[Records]

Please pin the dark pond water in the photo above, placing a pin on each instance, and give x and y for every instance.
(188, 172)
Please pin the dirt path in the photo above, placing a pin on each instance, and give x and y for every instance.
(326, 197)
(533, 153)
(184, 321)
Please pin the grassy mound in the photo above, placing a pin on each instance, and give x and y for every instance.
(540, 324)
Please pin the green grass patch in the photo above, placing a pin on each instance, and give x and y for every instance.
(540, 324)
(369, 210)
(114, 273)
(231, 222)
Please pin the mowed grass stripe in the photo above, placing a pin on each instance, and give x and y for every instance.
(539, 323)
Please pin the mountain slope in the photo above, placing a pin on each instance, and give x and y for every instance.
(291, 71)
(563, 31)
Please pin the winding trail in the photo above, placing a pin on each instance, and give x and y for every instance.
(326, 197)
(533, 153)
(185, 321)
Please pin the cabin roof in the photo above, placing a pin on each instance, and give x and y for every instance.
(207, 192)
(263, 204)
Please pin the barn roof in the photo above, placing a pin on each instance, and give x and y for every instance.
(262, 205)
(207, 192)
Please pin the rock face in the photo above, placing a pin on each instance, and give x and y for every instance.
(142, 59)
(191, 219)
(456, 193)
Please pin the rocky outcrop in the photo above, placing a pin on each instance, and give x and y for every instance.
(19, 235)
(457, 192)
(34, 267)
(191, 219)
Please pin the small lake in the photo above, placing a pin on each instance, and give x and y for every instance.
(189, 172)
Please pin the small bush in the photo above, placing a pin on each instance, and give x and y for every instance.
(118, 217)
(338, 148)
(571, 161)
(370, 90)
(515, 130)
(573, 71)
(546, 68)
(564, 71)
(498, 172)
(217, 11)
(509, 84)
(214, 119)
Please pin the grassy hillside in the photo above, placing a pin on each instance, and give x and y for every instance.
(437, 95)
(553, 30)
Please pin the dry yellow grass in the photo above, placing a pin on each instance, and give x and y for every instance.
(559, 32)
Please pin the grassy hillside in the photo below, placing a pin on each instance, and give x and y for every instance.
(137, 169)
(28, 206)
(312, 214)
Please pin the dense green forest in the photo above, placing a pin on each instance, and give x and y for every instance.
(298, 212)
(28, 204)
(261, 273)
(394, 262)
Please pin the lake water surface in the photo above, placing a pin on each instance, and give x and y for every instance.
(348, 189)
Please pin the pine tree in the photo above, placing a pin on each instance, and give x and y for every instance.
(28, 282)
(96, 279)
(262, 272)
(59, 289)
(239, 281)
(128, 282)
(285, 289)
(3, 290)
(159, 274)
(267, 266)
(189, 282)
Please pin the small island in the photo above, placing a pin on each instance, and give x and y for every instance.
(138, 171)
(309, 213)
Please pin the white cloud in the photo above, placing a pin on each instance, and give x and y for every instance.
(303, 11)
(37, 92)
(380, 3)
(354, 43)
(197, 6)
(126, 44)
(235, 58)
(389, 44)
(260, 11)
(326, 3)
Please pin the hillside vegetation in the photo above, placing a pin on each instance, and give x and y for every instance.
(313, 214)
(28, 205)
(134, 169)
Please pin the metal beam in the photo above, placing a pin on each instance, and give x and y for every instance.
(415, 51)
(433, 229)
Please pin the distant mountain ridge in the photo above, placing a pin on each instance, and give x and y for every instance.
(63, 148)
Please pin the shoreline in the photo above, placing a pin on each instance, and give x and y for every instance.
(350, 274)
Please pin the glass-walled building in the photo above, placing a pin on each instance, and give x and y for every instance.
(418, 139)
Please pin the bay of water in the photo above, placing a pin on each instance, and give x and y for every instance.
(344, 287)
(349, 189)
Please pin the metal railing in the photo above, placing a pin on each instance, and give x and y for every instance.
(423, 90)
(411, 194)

---

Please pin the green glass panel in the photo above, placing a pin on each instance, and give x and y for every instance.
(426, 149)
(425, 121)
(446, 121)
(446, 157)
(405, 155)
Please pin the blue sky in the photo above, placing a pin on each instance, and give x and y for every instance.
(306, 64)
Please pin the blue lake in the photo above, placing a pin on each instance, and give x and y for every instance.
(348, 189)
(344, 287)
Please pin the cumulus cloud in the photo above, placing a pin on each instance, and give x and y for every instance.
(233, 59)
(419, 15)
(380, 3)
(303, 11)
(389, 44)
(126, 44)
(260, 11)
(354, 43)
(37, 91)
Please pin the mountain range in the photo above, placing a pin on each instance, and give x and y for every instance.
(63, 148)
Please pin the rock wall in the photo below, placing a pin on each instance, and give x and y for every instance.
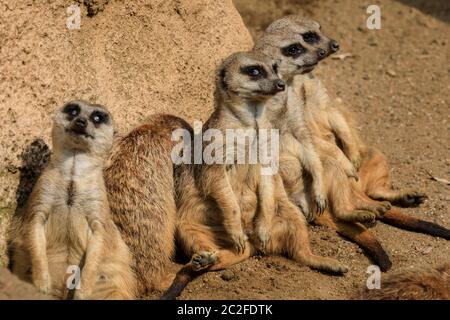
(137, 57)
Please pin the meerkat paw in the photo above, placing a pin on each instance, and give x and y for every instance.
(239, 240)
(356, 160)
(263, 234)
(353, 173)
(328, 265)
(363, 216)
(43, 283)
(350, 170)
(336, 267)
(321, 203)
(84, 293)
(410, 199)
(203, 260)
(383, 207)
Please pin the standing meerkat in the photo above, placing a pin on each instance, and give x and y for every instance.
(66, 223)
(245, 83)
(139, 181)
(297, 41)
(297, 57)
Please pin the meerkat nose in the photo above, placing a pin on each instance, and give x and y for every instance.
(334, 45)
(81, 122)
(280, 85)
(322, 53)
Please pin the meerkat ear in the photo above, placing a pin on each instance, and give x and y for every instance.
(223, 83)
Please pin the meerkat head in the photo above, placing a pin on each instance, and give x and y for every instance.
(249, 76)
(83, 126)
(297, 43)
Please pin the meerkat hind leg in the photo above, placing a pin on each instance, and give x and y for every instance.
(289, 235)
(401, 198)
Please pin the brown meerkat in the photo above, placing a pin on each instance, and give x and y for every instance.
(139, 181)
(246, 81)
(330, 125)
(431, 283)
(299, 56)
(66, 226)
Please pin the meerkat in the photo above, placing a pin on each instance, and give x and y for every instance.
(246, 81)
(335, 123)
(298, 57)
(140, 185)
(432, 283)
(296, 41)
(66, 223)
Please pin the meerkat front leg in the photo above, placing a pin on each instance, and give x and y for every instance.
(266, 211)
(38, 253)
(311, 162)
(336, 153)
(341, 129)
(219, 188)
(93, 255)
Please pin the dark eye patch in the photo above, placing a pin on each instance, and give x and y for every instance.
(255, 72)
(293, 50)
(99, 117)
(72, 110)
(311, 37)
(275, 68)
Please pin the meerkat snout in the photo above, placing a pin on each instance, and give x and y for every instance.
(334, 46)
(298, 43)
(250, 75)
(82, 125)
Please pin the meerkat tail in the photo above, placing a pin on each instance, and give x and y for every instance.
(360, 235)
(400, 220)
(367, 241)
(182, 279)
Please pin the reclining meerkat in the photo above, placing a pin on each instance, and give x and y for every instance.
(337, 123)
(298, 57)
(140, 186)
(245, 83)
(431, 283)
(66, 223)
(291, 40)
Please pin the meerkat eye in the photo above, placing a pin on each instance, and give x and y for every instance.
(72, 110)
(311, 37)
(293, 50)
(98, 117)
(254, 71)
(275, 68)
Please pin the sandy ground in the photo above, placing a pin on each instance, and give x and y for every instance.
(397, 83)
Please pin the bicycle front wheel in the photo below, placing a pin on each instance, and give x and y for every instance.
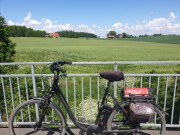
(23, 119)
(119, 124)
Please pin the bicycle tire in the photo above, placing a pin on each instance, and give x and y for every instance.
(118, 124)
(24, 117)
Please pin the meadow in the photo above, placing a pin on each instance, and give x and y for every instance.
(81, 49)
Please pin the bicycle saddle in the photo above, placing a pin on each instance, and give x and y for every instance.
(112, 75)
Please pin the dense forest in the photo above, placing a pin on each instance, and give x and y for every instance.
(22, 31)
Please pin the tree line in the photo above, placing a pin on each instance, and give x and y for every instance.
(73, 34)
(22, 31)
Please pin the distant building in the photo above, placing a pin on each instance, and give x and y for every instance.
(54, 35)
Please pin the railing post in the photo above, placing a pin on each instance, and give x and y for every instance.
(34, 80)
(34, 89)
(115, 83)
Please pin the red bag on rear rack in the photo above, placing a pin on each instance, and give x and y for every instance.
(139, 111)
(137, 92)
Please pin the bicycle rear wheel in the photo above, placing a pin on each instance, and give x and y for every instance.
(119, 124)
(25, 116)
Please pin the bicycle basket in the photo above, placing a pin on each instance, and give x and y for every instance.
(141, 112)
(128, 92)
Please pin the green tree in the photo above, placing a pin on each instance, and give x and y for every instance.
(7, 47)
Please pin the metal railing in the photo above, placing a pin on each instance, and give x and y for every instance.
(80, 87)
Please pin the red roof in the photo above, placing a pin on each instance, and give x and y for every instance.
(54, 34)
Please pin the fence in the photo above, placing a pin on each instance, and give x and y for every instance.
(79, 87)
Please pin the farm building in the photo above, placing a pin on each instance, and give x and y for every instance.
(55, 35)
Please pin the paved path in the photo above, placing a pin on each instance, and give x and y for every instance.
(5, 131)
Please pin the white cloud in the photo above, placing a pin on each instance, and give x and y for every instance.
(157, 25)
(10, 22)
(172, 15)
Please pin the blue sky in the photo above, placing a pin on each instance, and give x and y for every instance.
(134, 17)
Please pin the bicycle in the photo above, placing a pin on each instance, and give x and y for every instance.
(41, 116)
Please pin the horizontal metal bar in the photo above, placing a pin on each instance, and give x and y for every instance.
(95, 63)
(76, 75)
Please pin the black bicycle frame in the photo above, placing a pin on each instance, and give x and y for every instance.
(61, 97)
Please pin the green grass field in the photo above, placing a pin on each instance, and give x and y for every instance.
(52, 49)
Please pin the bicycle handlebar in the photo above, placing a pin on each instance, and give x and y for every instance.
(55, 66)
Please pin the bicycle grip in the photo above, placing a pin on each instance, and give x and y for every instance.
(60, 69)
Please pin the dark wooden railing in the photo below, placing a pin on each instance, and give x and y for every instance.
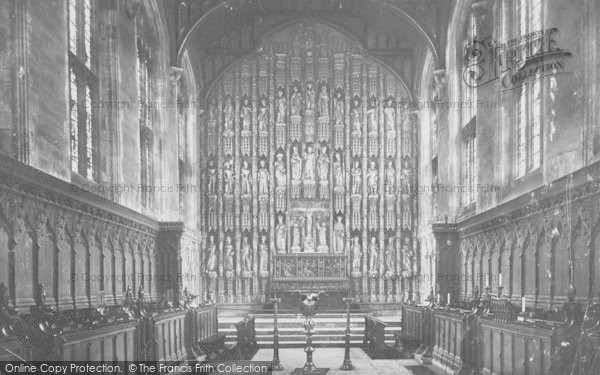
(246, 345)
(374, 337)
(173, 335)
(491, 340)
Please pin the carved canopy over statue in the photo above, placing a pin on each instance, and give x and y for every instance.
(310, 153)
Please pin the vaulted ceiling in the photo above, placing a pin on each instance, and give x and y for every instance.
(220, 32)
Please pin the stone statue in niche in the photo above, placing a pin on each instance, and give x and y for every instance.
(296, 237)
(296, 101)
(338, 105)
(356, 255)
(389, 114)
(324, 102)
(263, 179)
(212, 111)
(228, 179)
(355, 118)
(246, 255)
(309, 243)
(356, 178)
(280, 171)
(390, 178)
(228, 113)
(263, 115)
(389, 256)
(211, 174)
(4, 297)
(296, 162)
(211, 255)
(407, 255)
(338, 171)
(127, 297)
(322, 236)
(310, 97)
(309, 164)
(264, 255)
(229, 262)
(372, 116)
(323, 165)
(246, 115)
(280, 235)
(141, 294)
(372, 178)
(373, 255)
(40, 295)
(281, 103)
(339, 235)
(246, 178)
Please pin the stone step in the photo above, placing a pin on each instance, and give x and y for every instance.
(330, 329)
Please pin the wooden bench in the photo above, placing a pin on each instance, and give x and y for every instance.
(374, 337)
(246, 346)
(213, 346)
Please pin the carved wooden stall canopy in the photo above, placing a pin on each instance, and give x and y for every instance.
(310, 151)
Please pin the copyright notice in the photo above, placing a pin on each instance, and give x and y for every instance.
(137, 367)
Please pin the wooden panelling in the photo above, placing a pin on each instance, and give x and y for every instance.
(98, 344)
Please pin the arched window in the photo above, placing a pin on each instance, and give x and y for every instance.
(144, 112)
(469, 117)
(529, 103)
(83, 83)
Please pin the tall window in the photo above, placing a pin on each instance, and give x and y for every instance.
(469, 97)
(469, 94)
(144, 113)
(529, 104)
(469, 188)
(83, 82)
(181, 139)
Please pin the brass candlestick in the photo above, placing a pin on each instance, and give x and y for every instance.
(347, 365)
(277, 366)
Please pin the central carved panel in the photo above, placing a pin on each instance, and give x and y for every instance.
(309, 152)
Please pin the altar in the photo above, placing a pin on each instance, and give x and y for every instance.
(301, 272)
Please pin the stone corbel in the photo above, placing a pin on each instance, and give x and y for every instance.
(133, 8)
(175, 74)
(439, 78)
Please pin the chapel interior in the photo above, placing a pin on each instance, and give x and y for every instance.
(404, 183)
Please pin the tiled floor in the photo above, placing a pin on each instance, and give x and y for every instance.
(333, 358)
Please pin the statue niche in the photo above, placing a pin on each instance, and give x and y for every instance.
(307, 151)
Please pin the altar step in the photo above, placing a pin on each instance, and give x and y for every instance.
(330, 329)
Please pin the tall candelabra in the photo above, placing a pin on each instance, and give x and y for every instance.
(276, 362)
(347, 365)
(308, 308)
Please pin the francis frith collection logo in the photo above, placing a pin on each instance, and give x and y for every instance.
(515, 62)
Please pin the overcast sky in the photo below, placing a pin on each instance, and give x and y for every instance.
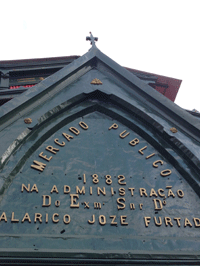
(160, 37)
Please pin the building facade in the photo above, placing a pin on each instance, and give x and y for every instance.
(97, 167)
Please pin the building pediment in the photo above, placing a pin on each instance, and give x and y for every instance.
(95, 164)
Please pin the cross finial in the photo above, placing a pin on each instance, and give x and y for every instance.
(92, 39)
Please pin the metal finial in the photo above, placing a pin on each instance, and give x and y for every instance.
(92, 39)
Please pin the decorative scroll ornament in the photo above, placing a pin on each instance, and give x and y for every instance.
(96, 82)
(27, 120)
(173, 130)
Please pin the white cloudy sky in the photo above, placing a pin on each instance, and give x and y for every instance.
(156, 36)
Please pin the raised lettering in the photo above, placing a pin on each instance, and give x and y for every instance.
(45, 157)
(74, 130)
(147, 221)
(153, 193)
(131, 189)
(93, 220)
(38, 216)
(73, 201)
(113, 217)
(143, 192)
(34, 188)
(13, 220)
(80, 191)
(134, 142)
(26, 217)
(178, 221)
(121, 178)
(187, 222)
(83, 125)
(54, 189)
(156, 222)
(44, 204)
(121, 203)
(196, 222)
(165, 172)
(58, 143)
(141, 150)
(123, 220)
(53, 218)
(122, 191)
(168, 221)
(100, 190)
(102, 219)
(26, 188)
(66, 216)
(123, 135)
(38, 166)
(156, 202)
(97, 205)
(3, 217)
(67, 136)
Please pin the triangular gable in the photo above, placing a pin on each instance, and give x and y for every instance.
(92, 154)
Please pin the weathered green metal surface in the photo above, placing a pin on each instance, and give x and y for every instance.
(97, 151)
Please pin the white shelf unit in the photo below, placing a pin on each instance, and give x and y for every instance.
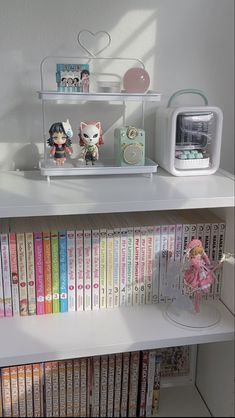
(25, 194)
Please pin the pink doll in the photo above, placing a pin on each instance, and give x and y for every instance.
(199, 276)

---

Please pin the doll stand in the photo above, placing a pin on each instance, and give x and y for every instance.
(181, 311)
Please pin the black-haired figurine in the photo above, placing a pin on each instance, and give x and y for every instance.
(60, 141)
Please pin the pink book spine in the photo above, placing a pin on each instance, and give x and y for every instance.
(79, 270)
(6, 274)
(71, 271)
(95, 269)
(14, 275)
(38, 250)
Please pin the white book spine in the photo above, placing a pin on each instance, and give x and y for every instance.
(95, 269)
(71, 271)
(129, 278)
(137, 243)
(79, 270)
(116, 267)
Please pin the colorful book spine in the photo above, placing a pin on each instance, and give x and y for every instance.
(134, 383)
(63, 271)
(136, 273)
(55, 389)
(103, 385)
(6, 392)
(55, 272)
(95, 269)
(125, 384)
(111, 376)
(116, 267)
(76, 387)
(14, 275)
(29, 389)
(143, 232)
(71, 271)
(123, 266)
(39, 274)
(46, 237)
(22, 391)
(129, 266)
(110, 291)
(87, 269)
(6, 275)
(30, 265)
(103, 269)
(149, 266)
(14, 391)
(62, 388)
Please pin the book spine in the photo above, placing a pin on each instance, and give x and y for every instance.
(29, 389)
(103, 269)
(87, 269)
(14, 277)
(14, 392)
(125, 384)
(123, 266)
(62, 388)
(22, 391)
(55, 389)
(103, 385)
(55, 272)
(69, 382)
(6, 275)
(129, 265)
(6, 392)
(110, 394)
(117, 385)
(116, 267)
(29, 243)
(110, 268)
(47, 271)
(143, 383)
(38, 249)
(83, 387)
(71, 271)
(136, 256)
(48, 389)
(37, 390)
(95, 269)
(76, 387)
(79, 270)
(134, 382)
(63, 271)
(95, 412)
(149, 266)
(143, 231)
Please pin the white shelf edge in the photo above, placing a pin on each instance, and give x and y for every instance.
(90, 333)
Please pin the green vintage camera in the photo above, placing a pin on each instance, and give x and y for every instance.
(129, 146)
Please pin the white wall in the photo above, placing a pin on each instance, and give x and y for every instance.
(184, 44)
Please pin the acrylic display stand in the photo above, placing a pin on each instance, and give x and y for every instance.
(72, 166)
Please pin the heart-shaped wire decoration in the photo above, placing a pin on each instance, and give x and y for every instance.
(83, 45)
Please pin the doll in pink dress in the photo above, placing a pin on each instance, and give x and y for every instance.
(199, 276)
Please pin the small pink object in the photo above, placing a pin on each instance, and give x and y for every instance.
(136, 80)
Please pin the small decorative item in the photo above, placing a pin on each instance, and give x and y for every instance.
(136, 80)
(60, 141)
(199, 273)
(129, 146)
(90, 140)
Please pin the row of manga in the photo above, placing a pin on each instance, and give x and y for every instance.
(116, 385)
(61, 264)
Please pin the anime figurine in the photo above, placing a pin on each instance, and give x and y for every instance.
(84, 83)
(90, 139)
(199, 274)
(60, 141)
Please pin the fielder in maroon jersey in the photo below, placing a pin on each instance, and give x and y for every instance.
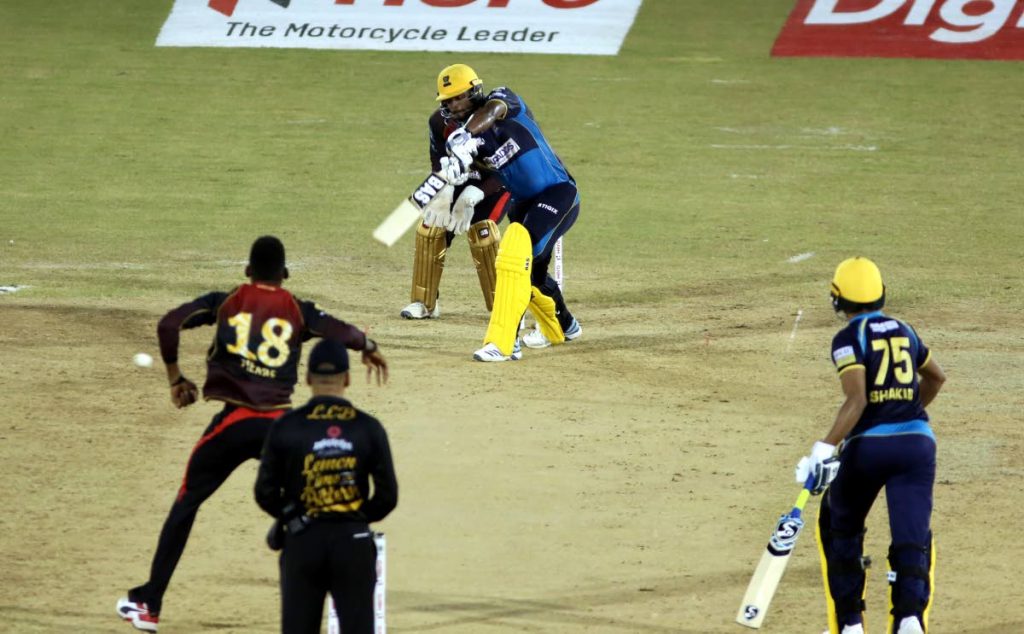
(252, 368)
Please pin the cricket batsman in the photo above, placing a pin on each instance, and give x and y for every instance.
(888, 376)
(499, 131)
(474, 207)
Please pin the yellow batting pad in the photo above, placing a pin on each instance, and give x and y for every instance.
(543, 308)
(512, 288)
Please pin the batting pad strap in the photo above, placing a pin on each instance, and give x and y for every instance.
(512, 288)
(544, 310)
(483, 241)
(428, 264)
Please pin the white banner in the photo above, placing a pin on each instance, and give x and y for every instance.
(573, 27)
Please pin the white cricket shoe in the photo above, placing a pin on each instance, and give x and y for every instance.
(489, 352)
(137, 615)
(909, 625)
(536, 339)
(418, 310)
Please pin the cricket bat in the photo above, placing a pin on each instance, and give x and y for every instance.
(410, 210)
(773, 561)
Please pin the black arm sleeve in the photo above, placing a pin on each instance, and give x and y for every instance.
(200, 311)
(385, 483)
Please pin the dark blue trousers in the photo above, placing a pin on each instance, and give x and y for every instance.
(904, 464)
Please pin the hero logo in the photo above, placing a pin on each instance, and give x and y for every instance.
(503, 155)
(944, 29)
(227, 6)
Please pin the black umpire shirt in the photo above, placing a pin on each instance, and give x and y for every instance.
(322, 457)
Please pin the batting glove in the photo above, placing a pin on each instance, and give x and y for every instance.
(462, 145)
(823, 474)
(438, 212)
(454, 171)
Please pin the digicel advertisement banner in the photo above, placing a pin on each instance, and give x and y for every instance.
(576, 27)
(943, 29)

## Brief
Copy every line of the records above that contains the string "yellow". Case counts, so copy only lines where it appears with the same capitalization.

## Complete answer
Please pin the dry yellow grass in the photo above, placing a pin on each instance, and give x and y for every instance.
Please pin the yellow batting pad in the photo above, placing a pin on each instance, and give x and y for every instance.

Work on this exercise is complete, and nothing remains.